§ **Work task**: Exactly reproduce the lines beginning with the line that includes "of the elbow" and ending with the last line of the data.
####
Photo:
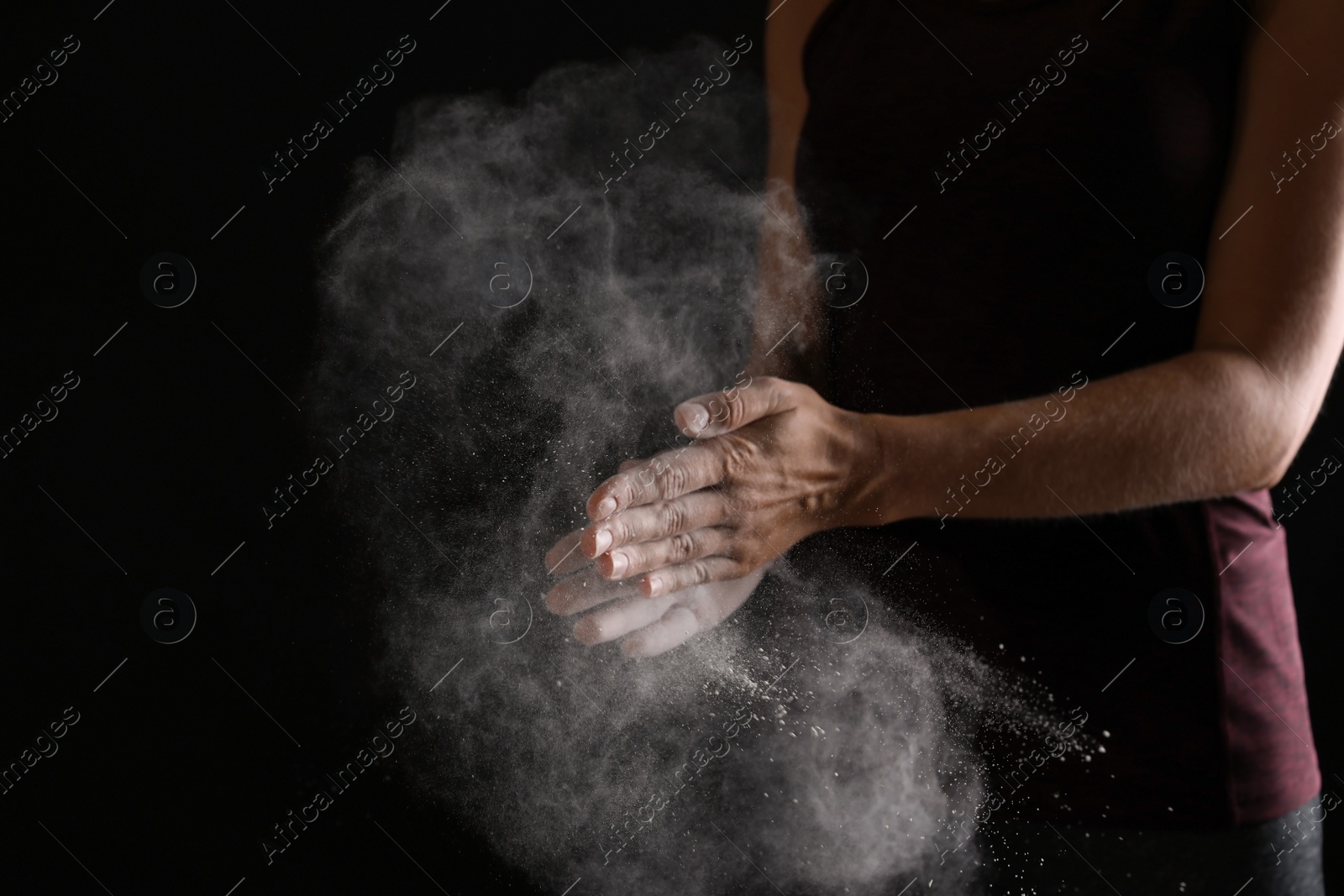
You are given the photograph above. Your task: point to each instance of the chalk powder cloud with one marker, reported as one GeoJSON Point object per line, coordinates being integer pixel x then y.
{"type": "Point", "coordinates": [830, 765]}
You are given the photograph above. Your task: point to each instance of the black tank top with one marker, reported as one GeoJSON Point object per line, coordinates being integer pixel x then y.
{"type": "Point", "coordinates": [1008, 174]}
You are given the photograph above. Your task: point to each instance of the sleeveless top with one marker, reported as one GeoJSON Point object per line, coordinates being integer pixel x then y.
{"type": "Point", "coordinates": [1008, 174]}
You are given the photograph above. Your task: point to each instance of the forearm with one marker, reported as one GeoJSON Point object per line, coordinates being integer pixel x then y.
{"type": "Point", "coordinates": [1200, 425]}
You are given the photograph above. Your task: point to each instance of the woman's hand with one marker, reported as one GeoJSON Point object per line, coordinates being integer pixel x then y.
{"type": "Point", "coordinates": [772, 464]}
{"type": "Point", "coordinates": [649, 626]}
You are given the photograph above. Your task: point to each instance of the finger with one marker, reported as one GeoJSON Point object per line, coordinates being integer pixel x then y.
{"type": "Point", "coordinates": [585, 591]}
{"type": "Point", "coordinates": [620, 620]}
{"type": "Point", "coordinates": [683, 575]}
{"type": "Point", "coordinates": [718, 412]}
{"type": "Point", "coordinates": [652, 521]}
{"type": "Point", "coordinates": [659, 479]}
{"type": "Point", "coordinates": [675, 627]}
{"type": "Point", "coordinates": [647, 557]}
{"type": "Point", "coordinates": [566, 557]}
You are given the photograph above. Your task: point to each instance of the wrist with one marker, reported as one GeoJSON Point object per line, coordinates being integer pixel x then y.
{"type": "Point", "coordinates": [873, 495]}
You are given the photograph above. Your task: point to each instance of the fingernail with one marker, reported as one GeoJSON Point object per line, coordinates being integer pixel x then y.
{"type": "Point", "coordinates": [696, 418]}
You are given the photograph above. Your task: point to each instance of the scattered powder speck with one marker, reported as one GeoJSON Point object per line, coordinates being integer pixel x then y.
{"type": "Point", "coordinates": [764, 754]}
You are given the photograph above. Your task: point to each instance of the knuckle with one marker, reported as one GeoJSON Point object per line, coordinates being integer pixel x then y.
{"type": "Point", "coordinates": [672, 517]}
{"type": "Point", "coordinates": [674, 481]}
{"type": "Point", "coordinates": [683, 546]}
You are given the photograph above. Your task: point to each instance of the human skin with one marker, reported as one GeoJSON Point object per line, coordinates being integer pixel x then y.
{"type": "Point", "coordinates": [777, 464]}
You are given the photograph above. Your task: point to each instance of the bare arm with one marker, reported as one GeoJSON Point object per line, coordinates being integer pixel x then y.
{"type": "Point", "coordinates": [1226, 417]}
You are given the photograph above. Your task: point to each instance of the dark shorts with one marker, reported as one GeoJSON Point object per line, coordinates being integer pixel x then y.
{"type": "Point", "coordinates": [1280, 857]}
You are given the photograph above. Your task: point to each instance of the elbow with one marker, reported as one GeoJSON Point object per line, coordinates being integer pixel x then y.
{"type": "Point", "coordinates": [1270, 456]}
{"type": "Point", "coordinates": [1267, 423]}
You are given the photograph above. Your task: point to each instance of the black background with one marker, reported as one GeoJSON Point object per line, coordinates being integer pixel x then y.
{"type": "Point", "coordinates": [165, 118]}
####
§ **Task response**:
You are given the photograph above. Your task: point to each instance of the elbow with one marker, reported as one GeoJSON Point object per line, coordinates being integer pixel x then y.
{"type": "Point", "coordinates": [1270, 456]}
{"type": "Point", "coordinates": [1267, 423]}
You are given the photograph above. Your task: point to each instance of the black background with one marker, reported as one GeoJSON Point object per line, coordinates being integer pixel x then y.
{"type": "Point", "coordinates": [165, 118]}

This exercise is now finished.